Records drawn from a dataset
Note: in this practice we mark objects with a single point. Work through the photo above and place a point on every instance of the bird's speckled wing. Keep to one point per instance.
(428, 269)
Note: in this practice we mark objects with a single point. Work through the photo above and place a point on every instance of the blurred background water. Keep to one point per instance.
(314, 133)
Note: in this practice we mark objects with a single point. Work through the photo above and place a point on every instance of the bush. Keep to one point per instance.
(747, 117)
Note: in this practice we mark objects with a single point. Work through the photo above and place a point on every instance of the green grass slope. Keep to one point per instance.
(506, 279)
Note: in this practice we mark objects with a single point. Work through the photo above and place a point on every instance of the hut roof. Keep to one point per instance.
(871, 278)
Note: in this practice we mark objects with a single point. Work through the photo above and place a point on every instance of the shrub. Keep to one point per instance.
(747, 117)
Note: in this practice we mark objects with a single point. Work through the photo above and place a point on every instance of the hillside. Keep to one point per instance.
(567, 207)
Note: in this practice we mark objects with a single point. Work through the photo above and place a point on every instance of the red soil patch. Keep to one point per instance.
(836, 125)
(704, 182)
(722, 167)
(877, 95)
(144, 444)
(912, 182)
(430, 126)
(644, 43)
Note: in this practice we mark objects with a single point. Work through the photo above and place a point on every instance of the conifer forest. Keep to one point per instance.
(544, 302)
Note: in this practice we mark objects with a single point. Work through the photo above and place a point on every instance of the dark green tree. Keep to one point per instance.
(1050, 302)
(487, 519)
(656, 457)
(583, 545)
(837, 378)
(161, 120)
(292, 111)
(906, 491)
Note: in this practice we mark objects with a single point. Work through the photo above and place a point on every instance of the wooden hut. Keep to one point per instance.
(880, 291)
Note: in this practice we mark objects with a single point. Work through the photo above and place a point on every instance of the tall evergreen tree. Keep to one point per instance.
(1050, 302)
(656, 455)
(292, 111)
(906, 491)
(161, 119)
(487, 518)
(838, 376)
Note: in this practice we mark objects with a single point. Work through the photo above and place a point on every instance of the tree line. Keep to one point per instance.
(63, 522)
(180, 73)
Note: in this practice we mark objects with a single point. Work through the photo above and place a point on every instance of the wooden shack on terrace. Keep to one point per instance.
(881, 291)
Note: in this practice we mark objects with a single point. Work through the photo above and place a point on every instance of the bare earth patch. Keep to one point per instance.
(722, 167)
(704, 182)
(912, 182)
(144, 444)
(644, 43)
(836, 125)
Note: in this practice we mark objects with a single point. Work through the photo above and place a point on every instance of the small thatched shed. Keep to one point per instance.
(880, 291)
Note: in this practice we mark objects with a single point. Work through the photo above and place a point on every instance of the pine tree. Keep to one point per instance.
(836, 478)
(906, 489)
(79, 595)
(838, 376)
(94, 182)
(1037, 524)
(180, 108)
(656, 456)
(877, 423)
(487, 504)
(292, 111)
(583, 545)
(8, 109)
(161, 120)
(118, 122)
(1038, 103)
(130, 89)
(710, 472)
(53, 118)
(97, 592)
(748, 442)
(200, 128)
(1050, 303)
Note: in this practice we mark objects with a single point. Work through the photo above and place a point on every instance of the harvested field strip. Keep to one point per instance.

Exercise objective> Copy each record from above exactly, and include every line.

Worked solution>
Note: in this practice we mark objects with a single point. Work through the photo above and place a point on every instance of the bird's speckled wing. Keep to one point per instance.
(428, 269)
Note: in this practice we mark objects with a single point. Work through the photo above and place a point on every instance of the blurred background water. Keep to one point per instance.
(314, 133)
Note: in this practice we mark objects with a single point. Work through the photo above and place a point on every instance of the bush. Keep to one point per instance.
(747, 117)
Note: in this practice we mark objects with a single point. Work through the photo above and place a point on every instance of the green grass slope. Keep to one point per instance.
(506, 279)
Note: in this practice we mark objects with a single point. Work through the photo above and place a point on every instance of the hut roof. Keep to one point per instance.
(871, 278)
Note: in this practice we mark objects with a single point. Work through the photo above and place a point on every instance of the shrub. Keep to one point per instance.
(747, 117)
Note: in this practice we mark objects with a single point. Work through the photo above and place a point on every instance of the hillside. Keep to one point per instance.
(567, 207)
Note: in this practice we mark objects with a single point. Work through the photo above and place a point on every instance of the red soil patch. Keep to one point per instance.
(836, 125)
(704, 182)
(722, 167)
(877, 95)
(144, 444)
(912, 182)
(430, 126)
(644, 43)
Note: in this practice we mark objects with a single point. Work through the photo above and place a point on every instance of the conifer forest. Keep to one point per instance.
(544, 302)
Note: in this practice we mark objects with a single point. Work through the photo above and place a point on every instance of the dark green tree. Keep to one point per instance.
(1050, 302)
(487, 519)
(656, 457)
(583, 545)
(837, 378)
(161, 120)
(292, 111)
(906, 491)
Note: in this practice we mark objects with a single point. Work through the photo above and place a point on every instance of the wooden hut. Keep to one point per instance.
(880, 291)
Note: in this practice we mark objects with a single point. Work through the photo above and place a point on every instance of the tall evergreen tree. Keep to one point per instance.
(1050, 302)
(656, 455)
(292, 111)
(906, 491)
(161, 119)
(487, 518)
(838, 376)
Note: in this practice we mark objects with a single point. Work through the photo above and place a point on every instance of the tree line. Keep to one point per instance.
(63, 522)
(180, 73)
Note: in this practice we mark objects with a single point. Work through the photo above and place a point on every instance of the wooden shack on terrace. Keep to one point per instance.
(881, 291)
Note: in this practice we mark objects with a single point. Work through the photo above and place a point on every instance of the bare earth patch. Keep to one point per instance.
(722, 167)
(704, 182)
(912, 182)
(144, 444)
(644, 43)
(836, 125)
Note: in this practice we mark objects with a single point. Work through the photo above and place a point on every instance of the small thatched shed. Keep to one point per instance.
(880, 291)
Note: in this practice we mark objects with a single point. Work through the photo above and place a point on every instance of the pine tree. Keep to one point per instance.
(836, 478)
(906, 489)
(79, 595)
(838, 376)
(94, 182)
(1037, 524)
(180, 108)
(656, 456)
(877, 423)
(487, 504)
(292, 111)
(583, 545)
(8, 109)
(161, 120)
(118, 122)
(1038, 103)
(130, 89)
(710, 472)
(53, 118)
(97, 592)
(748, 442)
(200, 128)
(1050, 303)
Note: in this practice we mark objects with a single point. Work through the photo above and place a point on every instance of the harvested field strip. Keep to one point per instance.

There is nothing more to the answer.